_ENTRIES_
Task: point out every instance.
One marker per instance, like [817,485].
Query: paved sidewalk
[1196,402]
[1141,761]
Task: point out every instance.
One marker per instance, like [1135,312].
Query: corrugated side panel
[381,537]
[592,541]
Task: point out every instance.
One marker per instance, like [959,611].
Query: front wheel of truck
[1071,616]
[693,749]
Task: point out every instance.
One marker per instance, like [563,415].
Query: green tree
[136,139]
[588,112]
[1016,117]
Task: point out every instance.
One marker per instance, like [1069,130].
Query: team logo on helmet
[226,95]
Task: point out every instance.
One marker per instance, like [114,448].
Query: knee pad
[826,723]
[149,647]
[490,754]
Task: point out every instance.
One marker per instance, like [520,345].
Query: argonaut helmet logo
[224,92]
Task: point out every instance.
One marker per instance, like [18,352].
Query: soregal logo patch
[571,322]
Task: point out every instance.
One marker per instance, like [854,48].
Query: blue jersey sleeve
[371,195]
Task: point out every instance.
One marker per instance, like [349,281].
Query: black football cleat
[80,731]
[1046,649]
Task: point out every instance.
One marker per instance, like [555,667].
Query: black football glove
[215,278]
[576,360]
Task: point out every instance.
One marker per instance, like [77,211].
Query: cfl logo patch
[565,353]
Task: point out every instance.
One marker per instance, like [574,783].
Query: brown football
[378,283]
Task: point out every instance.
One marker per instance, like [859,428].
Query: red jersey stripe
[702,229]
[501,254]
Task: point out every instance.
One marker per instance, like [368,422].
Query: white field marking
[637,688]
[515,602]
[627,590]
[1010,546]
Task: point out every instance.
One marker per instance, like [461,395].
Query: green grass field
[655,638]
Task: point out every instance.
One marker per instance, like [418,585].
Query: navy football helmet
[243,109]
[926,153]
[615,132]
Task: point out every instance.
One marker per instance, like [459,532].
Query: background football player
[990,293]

_EXERCISE GOAL_
Write out the records above again, keeping each one identical to the original.

_ANSWER TO THE TASK_
Task: point out every instance.
One marker per instance, like [817,485].
Query: paved sidewalk
[1196,402]
[1141,761]
Task: point out every instance.
One marker per instance, like [1135,312].
Query: corrugated side panel
[381,537]
[592,541]
Task: point out every instance.
One marker per instance, like [959,611].
Query: front wheel of truck
[1071,616]
[693,749]
Task: point out every instance.
One marker per instance, like [563,415].
Query: green tree
[136,139]
[588,112]
[1016,117]
Task: point out every instance.
One marker per instance, like [1069,130].
Query: team logo on helmet
[226,95]
Task: point out every instance.
One marker per instance, like [114,448].
Query: knee pad
[826,723]
[149,647]
[490,754]
Task: point out every instance.
One marker per instance, like [520,345].
Query: argonaut helmet logo
[224,92]
Task: point out every instance.
One marker per instance, like [18,352].
Query: soregal logo patch
[571,322]
Task: point out every instance.
One marker per instance, like [854,48].
Query: blue jersey sleeve
[371,195]
Task: point out every instance.
One marker per instance, like [349,281].
Query: black football cleat
[80,731]
[1046,649]
Task: point out every instance.
One marker per instance, like [555,667].
Query: black football glove
[215,278]
[576,360]
Task: point out every instance.
One marker per instance, like [77,211].
Query: cfl logo patch
[565,353]
Task: point out every instance.
One marker per instance, like [574,783].
Query: brown football
[378,283]
Task: point out every instance.
One marker per instance, like [859,428].
Query: red jersey stripe
[702,229]
[501,254]
Task: point out every instance.
One marker per instance, like [368,422].
Query: white field marking
[637,688]
[515,602]
[627,590]
[1010,546]
Task: point out every instance.
One marker per instance, like [461,395].
Query: green grass field
[655,638]
Task: point out every instance.
One marker per instance, like [418,585].
Query: navy football helmet
[243,109]
[926,153]
[615,132]
Task: point out every instance.
One marker per instance, like [459,532].
Query: background football player
[990,293]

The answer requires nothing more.